ISTRUZIONI
A - Secondo l'estratto sull'arte astratta, in quale anno l'Università di Gerusalemme ha condotto il suo studio su questa modalità artistica?
B - Ripeti alla lettera, dall'estratto sull'arte astratta, il tratto che va da "Ciò che il cervello" fino a "lavoro, qualcosa accadrà." incluso.

ESTRATTO DEL DOCUMENTO
------------------------------------
Ciò che il cervello prova quando esposto all’arte astratta è la frustrazione. Dopotutto, i nostri circuiti neurali sono programmati per identificare schemi. È vero che preferiscono l’ordine e tutto ciò che si può facilmente elaborare e identificare. Tuttavia, se siamo pazienti e dedichiamo un po’ più di tempo a questo tipo di lavoro, qualcosa accadrà.
Al nostro cervello piace Jackson Pollock più di quanto potremmo pensare in un primo momento. Gli piace perché queste forme astratte invitano alla riflessione, allo sforzo cognitivo, all’analisi e all’immaginazione. Allo stesso modo, oltre a ottenere una spiegazione su ciò che stiamo vedendo, sono importanti le emozioni che suscita in noi…
L’arte astratta ci libera dalla realtà
L’Università di Gerusalemme ha condotto nel 2014 un interessante studio sull’arte astratta. Qualcosa che i ricercatori hanno evidenziato è che questa modalità artistica ha una virtù: liberare la mente dalla realtà quotidiana. È una connessione molto stimolante al nostro universo interno, verso le nostre emozioni e sensazioni.
Come ha sottolineato lo stesso Jackson Pollock, l’atto di dipingere era per lui essere in grado di illustrare i propri sentimenti e dare movimento ai suoi ricordi. Per questo l’atto di porsi davanti a un’opera di Kandinski, Tapies o Miró richiede un piccolo sforzo emotivo e cognitivo. Ci invita a fuggire da ciò che ci circonda, da ciò che è ordinario per permetterci di trascendere verso altri universi più stimolanti.
Neuroestetica, il piacere di trovare ordine in mezzo al caos
Semir Zeki è un neurobiologo dell’University College di Londra e ha sviluppato la disciplina della neuroestetica. Dopo aver indagato per molti anni su come il cervello elabora le manifestazioni artistiche, conclude con un fatto molto interessante.
Il cervello sperimenta una grande stimolazione guardando le opere impressioniste e astratte. Quelle immagini sfocate, imprecise e disordinate stimolano l’amigdala, quella regione strettamente correlata alle nostre emozioni. La prima cosa che sentiamo è la confusione, ma è una confusione provocatoria, piena di curiosità.
Se gli artisti del XX secolo si sono concentrati nel dare maggiore importanza a linee, colore, forma, consistenza e luce, è stato per creare una sensazione nel cervello. È un invito a trascendere oltre ciò che è apparente e ciò che è reale, per spostarsi verso altri ambienti più intimi, percettivi, sensoriali e persino onirici…
Jackson Pollock e l’arte astratta fa bene al cervello
Forse se vi dicessimo che al cervello piace Jackson Pollock, sarebbe difficile per voi crederci. Come può piacerci una tela dominata da macchie di vernice senza senso qua e là? È vero, all’inizio tutti preferiamo immagini facili da riconoscere. Basta però tenere a mente cosa cercavano artisti come lo stesso Pollock, Franz Kline e Mark Rothko quando dipingevano.
L’arte astratta è una chiave necessaria per il subconscio, è la porta delle nostre emozioni e quella cerniera che favorisce il distacco dalla realtà. Abbiamo tutti bisogno di sfidare il cervello, tirarlo fuori dalla sua zona di confort per invitarlo alla riflessione, all’autocoscienza e al pensiero creativo.
Vedere questo tipo di dipinti stimola aree di strati superiori che favoriscono sia l’immaginazione, l’analisi e il ragionamento critico. Dopotutto, ci sono molte dimensioni del nostro mondo che non possono essere rappresentate da cifre concrete. Pensiamo, ad esempio, a opere impressionanti come Guernica di Pablo Picasso. L’orrore della guerra ha trovato un altro modo di esprimersi nella sua arte. Uno che non lascia nessuno indifferente.
------------------------------------
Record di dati
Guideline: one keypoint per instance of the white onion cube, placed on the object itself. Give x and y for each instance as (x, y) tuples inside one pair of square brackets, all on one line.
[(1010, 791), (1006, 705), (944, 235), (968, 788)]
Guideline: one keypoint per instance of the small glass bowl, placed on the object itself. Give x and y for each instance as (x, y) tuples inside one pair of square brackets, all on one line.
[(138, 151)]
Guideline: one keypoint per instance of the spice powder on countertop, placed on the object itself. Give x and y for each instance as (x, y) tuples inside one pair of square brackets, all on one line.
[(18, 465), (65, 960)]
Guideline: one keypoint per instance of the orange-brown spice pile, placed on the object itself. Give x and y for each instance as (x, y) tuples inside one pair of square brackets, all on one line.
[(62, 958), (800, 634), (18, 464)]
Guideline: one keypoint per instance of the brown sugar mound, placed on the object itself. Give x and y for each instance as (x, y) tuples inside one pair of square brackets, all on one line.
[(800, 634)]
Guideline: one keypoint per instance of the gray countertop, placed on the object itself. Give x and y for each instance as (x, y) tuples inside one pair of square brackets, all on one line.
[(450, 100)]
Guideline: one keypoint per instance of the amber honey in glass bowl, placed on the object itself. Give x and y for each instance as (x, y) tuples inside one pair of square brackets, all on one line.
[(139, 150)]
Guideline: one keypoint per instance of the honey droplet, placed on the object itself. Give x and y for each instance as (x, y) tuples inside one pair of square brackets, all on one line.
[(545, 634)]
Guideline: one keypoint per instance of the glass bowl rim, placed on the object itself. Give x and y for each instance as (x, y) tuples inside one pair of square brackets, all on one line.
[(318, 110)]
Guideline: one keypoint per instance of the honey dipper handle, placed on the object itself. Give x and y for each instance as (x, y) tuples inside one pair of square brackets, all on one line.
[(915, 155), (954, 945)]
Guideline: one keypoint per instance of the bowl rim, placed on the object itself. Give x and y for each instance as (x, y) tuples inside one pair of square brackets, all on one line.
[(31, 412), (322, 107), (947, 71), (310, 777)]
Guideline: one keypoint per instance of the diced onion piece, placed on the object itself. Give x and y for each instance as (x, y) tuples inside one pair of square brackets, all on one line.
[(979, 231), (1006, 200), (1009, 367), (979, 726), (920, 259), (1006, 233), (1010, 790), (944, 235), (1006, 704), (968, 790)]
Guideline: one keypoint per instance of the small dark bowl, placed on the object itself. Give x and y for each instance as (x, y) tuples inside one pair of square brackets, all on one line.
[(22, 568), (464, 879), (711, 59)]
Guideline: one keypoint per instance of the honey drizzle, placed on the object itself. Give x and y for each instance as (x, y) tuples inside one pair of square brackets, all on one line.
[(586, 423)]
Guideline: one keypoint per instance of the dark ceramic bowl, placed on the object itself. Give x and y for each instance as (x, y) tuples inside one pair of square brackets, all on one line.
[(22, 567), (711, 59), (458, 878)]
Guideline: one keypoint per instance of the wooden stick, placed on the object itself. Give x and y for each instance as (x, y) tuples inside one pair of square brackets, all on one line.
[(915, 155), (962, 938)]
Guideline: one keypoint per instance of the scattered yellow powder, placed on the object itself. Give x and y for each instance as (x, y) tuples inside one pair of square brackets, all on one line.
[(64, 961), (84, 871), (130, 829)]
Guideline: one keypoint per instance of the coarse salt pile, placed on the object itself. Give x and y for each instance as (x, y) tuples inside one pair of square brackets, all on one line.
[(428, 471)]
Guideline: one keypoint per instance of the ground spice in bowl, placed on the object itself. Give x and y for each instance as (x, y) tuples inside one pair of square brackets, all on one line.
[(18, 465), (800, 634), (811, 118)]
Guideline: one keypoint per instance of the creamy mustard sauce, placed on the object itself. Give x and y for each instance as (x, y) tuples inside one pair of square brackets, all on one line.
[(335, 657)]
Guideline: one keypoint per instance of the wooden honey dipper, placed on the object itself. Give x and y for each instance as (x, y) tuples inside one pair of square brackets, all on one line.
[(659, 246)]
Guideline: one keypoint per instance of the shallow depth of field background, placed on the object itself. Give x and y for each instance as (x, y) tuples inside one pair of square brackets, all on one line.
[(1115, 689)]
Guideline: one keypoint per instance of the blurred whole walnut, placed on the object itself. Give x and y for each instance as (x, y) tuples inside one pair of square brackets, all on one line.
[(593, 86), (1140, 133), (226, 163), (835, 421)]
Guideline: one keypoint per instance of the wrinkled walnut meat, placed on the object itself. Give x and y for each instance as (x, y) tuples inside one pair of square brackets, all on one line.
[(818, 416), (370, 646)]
------------------------------------
ESERCIZI SVOLTI
A - Nel 2014.

B -
Ciò che il cervello prova quando esposto all’arte astratta è la frustrazione. Dopotutto, i nostri circuiti neurali sono programmati per identificare schemi. È vero che preferiscono l’ordine e tutto ciò che si può facilmente elaborare e identificare. Tuttavia, se siamo pazienti e dedichiamo un po’ più di tempo a questo tipo di lavoro, qualcosa accadrà.